Point localization data
"""

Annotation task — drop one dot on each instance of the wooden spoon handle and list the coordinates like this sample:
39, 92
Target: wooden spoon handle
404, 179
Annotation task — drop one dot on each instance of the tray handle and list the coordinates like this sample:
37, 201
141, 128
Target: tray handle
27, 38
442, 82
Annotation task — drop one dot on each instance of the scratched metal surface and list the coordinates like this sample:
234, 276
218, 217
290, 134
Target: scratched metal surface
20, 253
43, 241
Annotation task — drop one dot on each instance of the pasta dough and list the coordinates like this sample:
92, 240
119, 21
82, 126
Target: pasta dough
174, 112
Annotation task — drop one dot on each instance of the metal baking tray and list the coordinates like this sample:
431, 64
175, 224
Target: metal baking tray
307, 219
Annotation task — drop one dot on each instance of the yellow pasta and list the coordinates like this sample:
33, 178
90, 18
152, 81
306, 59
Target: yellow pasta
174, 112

"""
"""

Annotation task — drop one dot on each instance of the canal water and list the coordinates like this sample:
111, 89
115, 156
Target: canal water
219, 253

"""

:: Problem to work on ::
The expected answer is every line above in which the word "each" appears.

:: Task output ::
Annotation task — drop one dot on each instance of the wooden spoon handle and list the coordinates like this sample:
Annotation task — drop one dot on each instance of the tray handle and list the coordinates like this sample:
Annotation task — drop one dot on each instance of the scratched metal surface and list the coordinates like this sample:
Annotation task — drop one dot on each instance of the pasta dough and list the coordinates like this sample:
Annotation task — drop one dot on each instance of the metal baking tray and list the coordinates like this sample:
Annotation task — drop one dot on each instance of the yellow pasta and list the coordinates like this sample:
Annotation task — drop one dot on each instance of the canal water and list the coordinates like this sample:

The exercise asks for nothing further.